» **Exercise**
Go through the entries and copy each one exactly. Leave none out.

» **Record extracts**
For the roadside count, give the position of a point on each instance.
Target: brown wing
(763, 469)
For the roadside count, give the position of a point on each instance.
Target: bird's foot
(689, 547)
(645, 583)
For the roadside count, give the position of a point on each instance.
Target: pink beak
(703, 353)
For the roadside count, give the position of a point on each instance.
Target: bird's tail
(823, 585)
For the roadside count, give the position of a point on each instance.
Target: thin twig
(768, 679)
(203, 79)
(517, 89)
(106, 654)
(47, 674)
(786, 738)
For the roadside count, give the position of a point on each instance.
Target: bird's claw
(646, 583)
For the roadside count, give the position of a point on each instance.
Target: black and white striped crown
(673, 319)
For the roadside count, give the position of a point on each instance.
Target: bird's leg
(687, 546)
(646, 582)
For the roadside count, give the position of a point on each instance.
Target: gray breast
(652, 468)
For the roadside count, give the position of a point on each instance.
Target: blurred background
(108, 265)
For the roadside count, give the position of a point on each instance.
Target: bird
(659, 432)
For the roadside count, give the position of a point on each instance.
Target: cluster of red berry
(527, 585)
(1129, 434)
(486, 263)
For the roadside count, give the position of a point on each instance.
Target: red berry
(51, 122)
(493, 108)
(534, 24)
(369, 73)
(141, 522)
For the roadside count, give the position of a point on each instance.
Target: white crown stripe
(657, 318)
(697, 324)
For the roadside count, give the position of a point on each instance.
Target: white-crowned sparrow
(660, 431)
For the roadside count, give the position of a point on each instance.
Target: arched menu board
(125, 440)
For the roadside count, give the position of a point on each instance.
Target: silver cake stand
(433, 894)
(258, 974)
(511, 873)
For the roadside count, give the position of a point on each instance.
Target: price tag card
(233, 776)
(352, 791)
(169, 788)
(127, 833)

» **Exercise response**
For the roadside count, give the position of a point on each instance.
Target: brown wing
(763, 469)
For the roadside count, give the position of a point on each instance.
Target: bird's foot
(689, 547)
(645, 583)
For the roadside count, give the position of a point on each instance.
Target: pink beak
(703, 353)
For the roadside count, give the position of a point on each instance.
Target: bird's tail
(823, 585)
For the roadside count, give the position of a point on each instance.
Target: thin twig
(768, 679)
(203, 79)
(517, 89)
(106, 654)
(47, 674)
(786, 738)
For the roadside count, give the position of a point on each instance.
Target: bird's claw
(646, 583)
For the roadside count, give the position of a point on each instance.
Target: black and white striped crown
(673, 319)
For the roadside count, give the position of a point on each instance.
Target: bird's leg
(687, 546)
(646, 582)
For the roadside count, give the position of a point on each instance.
Target: gray breast
(652, 468)
For the roadside count, give the position of a point on each instance.
Target: blurred background
(108, 265)
For the roadside count, give the position of a point on each instance.
Target: bird
(659, 432)
For the roadside count, give the position of a point on each instance.
Target: cluster of red berry
(527, 585)
(1129, 434)
(486, 263)
For the roadside count, give the position of a point on each instance.
Target: red berry
(51, 122)
(493, 108)
(534, 24)
(369, 73)
(141, 522)
For the roadside count, give the position of a point on each instance.
Target: white crown stripe
(657, 318)
(697, 324)
For the roadside count, give the position of a point on each instance.
Target: white-crowned sparrow
(660, 431)
For the roadside count, give the position of a point on each instance.
Target: arched menu board
(125, 440)
For the roadside count, give the position of a point on each instance.
Target: silver cake stand
(433, 894)
(258, 974)
(511, 873)
For the roadside count, give the position of a point on each instance.
Target: price tag card
(233, 776)
(352, 791)
(169, 788)
(127, 833)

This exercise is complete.